◆ Text provided
--- Begin ---
[PATCH] D36849: [AMDGPU] Port of HSAIL inliner

Mon Aug 28 16:37:00 PDT 2017

rampitec added inline comments.

================
Comment at: lib/Target/AMDGPU/AMDGPUInline.cpp:30-32
+static cl::opt<int>
+HintThreshold("amdgpu-inlinehint-threshold", cl::Hidden, cl::init(12000),
+              cl::desc("Threshold for inlining functions with inline hint"));
----------------
arsenm wrote:
> We should avoid having a custom version of the exact same flag that the regular inliner uses. This would result in some surprises.
Stock inline hint threshold is only 44% higher than regular threshold. Here I have it 6 times higher. The exact number may and will change, but when I return 9 from getInliningThresholdMultiplier() and multiply hint by the very same number it still will be a very low number, far less than we would really like to have.

================
Comment at: lib/Target/AMDGPU/AMDGPUInline.cpp:123-124
+        Type *Ty = AI->getAllocatedType();
+        if (!Ty->isSized())
+          continue;
+        AllocaSize += DL.getTypeAllocSize(Ty);
----------------
arsenm wrote:
> I'm pretty sure you aren't allowed to alloca an unsized type, so this check isn't needed.
> 
> However you do need to check / skip dynamically sized allocas.
That was for opaque types which we do not use now, and we had allocas on them.

================
Comment at: lib/Target/AMDGPU/AMDGPUInline.cpp:166-174
+  if (!Callee || Callee->isDeclaration() || CS.isNoInline() ||
+      !TTI.areInlineCompatible(Caller, Callee))
+    return llvm::InlineCost::getNever();
+
+  if (CS.hasFnAttr(Attribute::AlwaysInline)) {
+    if (isInlineViable(*Callee))
+      return llvm::InlineCost::getAlways();
----------------
arsenm wrote:
> Call the base implementation and see if it says always or never first rather than reproducing the logic?
Base implementation is pure virtual. I could call llvm::getInlineCost() instead directly (it is called from SimpleInliner::getInlineCost() anyway) two times, but I want to avoid expensive CallAnalyzer.

================
Comment at: lib/Target/AMDGPU/AMDGPUInline.cpp:176-177
+
+  if (isWrapperOnlyCall(CS))
--- End ---
◆ To do
a) According to the patch review, how much higher than the regular threshold is the stock inline hint threshold?
b) Repeat word for word the part of the patch review from "rampitec added inline" to "like to have.".
The records below come from a separate source.

◆ Entries provided
--- Begin ---
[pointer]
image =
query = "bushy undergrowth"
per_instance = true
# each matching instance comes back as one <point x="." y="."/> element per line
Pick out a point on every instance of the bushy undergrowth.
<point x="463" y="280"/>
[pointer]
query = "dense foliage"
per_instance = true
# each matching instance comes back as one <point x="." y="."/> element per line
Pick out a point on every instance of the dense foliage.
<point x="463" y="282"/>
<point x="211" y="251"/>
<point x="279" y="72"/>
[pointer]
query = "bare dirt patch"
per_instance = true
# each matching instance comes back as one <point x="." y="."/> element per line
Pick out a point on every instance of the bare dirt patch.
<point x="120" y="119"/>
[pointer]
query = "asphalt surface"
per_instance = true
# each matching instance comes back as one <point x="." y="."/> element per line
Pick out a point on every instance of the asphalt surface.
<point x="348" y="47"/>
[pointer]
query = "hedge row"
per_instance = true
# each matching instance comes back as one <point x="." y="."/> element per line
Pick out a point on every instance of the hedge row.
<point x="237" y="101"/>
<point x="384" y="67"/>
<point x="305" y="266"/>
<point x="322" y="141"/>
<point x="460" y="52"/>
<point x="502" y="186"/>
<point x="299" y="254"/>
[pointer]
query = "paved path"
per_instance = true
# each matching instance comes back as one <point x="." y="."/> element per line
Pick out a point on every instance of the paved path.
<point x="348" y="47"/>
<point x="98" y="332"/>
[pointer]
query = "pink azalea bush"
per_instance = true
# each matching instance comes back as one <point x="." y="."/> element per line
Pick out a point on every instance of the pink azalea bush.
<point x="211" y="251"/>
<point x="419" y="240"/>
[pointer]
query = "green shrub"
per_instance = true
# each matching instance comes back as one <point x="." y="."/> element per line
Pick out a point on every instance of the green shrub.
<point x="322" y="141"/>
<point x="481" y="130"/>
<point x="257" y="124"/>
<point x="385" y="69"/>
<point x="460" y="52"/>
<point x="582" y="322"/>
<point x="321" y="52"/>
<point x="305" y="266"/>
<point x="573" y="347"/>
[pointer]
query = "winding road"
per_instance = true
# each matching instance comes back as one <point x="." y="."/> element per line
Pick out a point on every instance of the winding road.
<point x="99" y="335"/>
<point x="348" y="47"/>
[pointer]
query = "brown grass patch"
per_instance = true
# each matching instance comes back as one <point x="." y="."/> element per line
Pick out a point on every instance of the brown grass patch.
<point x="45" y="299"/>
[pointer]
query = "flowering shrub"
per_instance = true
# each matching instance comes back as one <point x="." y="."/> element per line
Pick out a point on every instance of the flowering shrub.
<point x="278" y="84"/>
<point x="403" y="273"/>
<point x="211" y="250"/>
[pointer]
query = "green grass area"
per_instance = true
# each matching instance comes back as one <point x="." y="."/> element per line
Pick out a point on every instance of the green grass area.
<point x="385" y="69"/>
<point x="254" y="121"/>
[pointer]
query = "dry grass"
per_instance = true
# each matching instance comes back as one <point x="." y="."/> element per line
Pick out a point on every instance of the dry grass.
--- End ---
◆ Expected outputs
a) It is only 44% higher.

b)
rampitec added inline comments.

================
Comment at: lib/Target/AMDGPU/AMDGPUInline.cpp:30-32
+static cl::opt<int>
+HintThreshold("amdgpu-inlinehint-threshold", cl::Hidden, cl::init(12000),
+              cl::desc("Threshold for inlining functions with inline hint"));
----------------
arsenm wrote:
> We should avoid having a custom version of the exact same flag that the regular inliner uses. This would result in some surprises.
Stock inline hint threshold is only 44% higher than regular threshold. Here I have it 6 times higher. The exact number may and will change, but when I return 9 from getInliningThresholdMultiplier() and multiply hint by the very same number it still will be a very low number, far less than we would really like to have.